Excerpts of pointing data
"""

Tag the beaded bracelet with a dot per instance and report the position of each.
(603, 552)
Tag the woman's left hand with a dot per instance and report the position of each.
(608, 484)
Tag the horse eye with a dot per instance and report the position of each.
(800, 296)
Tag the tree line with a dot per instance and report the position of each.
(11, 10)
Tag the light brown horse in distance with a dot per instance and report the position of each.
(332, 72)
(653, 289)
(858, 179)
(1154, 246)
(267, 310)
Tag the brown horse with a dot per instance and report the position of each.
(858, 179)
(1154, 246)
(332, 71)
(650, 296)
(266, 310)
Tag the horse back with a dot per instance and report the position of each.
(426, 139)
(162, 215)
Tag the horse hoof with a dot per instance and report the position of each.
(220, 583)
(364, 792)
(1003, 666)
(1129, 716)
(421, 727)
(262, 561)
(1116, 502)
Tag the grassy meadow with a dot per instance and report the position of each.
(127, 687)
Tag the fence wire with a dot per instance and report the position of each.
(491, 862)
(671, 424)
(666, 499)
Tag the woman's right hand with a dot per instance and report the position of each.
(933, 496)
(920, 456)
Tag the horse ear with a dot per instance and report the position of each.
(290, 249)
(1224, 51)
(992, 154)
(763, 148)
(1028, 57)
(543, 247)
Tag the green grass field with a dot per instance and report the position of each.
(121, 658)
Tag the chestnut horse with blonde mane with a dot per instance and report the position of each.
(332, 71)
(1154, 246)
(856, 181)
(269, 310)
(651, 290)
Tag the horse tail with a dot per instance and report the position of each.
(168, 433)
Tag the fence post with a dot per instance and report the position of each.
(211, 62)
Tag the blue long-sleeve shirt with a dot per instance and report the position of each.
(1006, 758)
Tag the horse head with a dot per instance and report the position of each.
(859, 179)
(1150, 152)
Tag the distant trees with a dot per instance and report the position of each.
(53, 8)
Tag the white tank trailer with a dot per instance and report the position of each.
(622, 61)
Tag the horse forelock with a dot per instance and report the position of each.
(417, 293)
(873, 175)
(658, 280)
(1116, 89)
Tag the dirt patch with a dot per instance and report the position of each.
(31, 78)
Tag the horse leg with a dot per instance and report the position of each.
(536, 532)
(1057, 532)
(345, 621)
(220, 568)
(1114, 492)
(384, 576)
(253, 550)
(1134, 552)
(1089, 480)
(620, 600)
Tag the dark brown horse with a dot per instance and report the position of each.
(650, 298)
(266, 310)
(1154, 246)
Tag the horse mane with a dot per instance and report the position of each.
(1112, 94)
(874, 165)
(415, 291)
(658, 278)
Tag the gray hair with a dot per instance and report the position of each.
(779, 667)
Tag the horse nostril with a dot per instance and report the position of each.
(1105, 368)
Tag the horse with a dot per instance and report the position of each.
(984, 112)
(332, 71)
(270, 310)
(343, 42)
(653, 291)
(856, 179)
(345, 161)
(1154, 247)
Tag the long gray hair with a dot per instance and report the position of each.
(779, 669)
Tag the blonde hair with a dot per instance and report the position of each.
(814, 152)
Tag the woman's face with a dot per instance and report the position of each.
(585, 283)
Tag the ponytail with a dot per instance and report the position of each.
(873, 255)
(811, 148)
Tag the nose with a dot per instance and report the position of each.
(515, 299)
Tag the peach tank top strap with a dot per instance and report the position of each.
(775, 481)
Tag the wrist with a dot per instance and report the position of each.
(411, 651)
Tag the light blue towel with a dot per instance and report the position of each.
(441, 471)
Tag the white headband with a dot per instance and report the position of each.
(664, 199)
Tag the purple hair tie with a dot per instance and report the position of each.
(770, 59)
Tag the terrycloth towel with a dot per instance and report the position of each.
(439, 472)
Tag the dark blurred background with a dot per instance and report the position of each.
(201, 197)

"""

Goal | Switch every "Tag" in the material above to "Mark", leaving everything else unchanged.

Solution |
Mark the beaded bracelet with a dot per instance and report the position of each.
(603, 552)
Mark the woman's left hand with a dot per instance and report the position of each.
(608, 484)
Mark the horse eye with a dot per instance and report the position of each.
(800, 296)
Mark the tree line with a dot per instance and report the position of each.
(11, 10)
Mark the light brown horse in distance with a dot per instance and report the position of each.
(332, 72)
(653, 289)
(858, 179)
(1154, 246)
(267, 310)
Mark the brown horse with a dot per instance and report the position of each.
(858, 179)
(1154, 246)
(332, 71)
(650, 296)
(266, 310)
Mark the horse back with a dot per instance and report the position of each.
(426, 139)
(162, 215)
Mark the horse hoof with a dot per instance and report the position of each.
(220, 583)
(364, 792)
(1003, 666)
(1129, 716)
(421, 727)
(262, 561)
(1116, 502)
Mark the grassy meadow with a dot per instance and report the position of each.
(127, 687)
Mark the fence wire with a dot per instance and report the position of each.
(491, 862)
(671, 424)
(666, 499)
Mark the woman's right hand with a dot per instance and report the position of each.
(933, 496)
(920, 456)
Mark the horse ear with a dot per instance and report the position of each.
(290, 249)
(1224, 51)
(992, 154)
(763, 148)
(1028, 57)
(543, 247)
Mark the green grass field with a dot per instance and report the position of each.
(121, 658)
Mark the chestnut horse with blonde mane with a dot per instance and report the position of each.
(332, 71)
(1154, 246)
(856, 181)
(269, 310)
(651, 290)
Mark the horse tail with a dot per instance and report the position of each.
(168, 433)
Mark the fence post with a dot per instance and report the position of each.
(211, 62)
Mark the blue long-sleeve shirt with a dot per instance and report the position of each.
(1006, 758)
Mark the horse head with a dot per instance and report the position of each.
(859, 179)
(1150, 152)
Mark the distant trees with a dot per instance and report the position of each.
(53, 8)
Mark the white tank trailer with a dot per instance and report the position of each.
(622, 61)
Mark the horse forelock with a dot per instance and report the position of each.
(417, 293)
(873, 175)
(658, 280)
(1116, 89)
Mark the dirt patch with a dot per instance and report the position of each.
(31, 78)
Mark the horse leg with a dot per instance and report the position of each.
(536, 532)
(1057, 532)
(345, 621)
(220, 568)
(1114, 492)
(384, 576)
(253, 550)
(1134, 552)
(1089, 480)
(620, 600)
Mark the dark brown horse with a dot per instance and report the position of each.
(650, 298)
(266, 310)
(1154, 246)
Mark the horse mane with a dot per instance and report the position of each.
(1112, 94)
(874, 165)
(415, 291)
(658, 278)
Mark the gray hair with a dot per instance and report the position of each.
(779, 667)
Mark the horse nostril with a dot per instance and report the position of each.
(1105, 368)
Mark the horse with a dot per instance and report the position of each.
(984, 112)
(332, 71)
(270, 310)
(343, 42)
(653, 291)
(856, 179)
(345, 161)
(1154, 247)
Mark the long gray hair with a dot per instance and report the position of each.
(779, 669)
Mark the blonde hair with a dot per instance and report the position of each.
(814, 152)
Mark the woman's face with a dot per instance and report the position of each.
(585, 283)
Mark the ponytail with a dot per instance and report the position of each.
(873, 255)
(811, 148)
Mark the nose with a dot per instance and report the position of each.
(515, 299)
Mark the peach tank top strap with a dot per instance and report the position of each.
(775, 481)
Mark the wrist with a dot per instance and report the position of each.
(411, 651)
Mark the light blue towel with a dot per instance and report the position of each.
(441, 471)
Mark the white headband with a dot per instance and report the position of each.
(664, 199)
Mark the purple hair tie with a dot per instance and report the position of each.
(770, 59)
Mark the terrycloth towel with a dot per instance and report the position of each.
(439, 472)
Mark the dark blurred background with a dot per instance and report the position of each.
(201, 197)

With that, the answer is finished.